Restate the records in full and exactly, with no images included.

========================================

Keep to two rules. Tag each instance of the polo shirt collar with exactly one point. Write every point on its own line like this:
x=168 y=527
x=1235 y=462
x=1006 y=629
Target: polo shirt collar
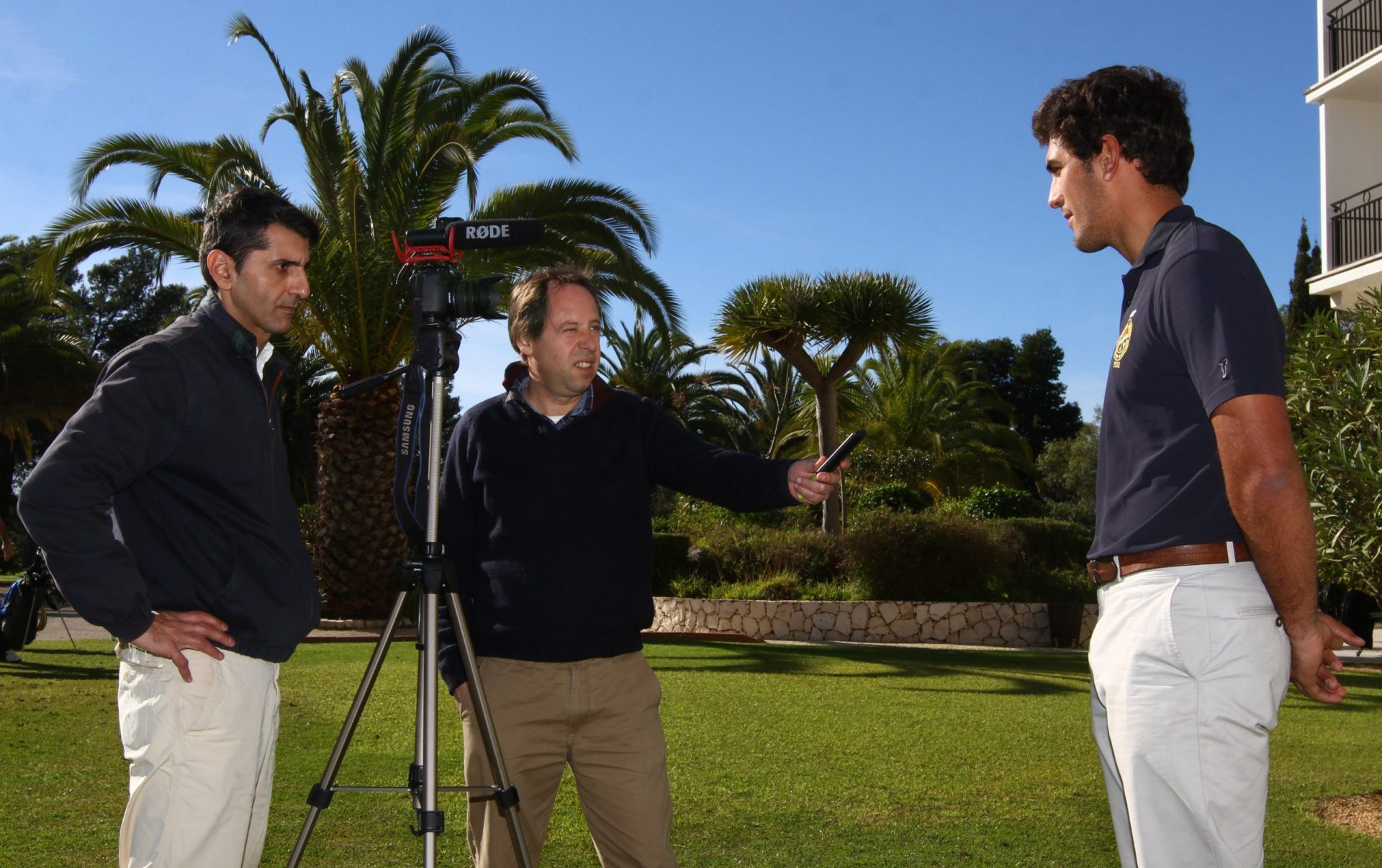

========================================

Exercise solution:
Keep to two rules. Tag each instance of the polo shirt collar with exactly one point. Write every point on its own line like this:
x=168 y=527
x=1235 y=462
x=1006 y=629
Target: polo shirt collar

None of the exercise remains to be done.